Excerpts of pointing data
○ ○ ○ ○ ○

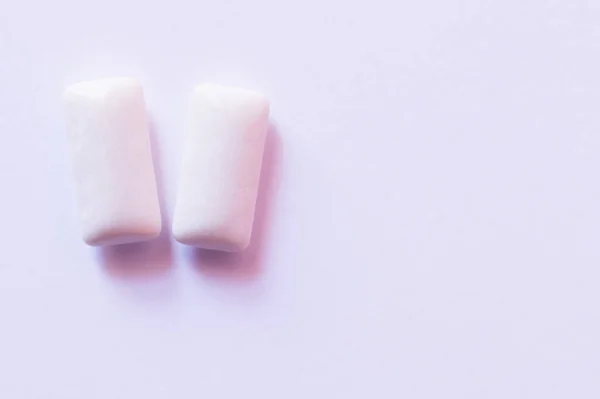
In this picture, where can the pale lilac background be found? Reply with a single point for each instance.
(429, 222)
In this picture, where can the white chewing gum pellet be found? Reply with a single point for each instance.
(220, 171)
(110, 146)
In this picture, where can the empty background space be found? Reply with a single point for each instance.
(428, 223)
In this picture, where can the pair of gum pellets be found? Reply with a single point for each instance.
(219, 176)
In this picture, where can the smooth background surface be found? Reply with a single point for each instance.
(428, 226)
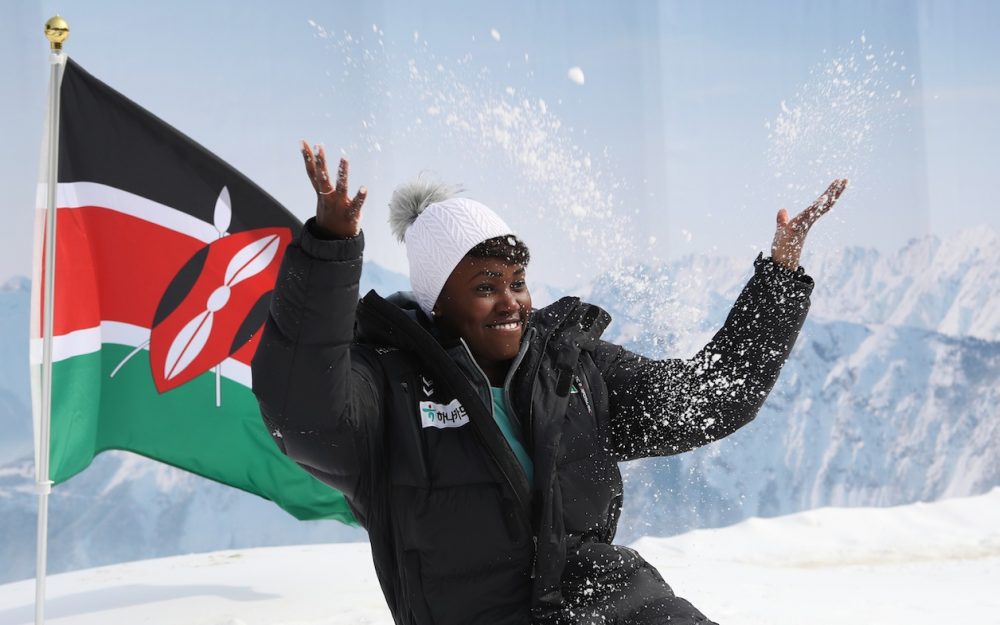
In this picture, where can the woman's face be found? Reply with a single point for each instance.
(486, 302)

○ ○ ○ ○ ○

Your task is to return the entries above exactly, with no pictures.

In this picture, where can the pale lilac background be found? Reply with a single point for each instance.
(429, 222)
In this picture, where can the white chewing gum pellet be found? Reply with a single point for each instance.
(220, 171)
(110, 146)
In this picture, where can the empty background space be found? Reply with a single point for each instance.
(428, 223)
In this picture, where can the pair of gum pellets be found? Reply with a single point for each instance.
(219, 176)
In this picture, where can the smooth background surface be found? Reply with a single point for each instance.
(428, 226)
In this picture, where can the woman's face be found? Reply with a single point for each instance.
(486, 302)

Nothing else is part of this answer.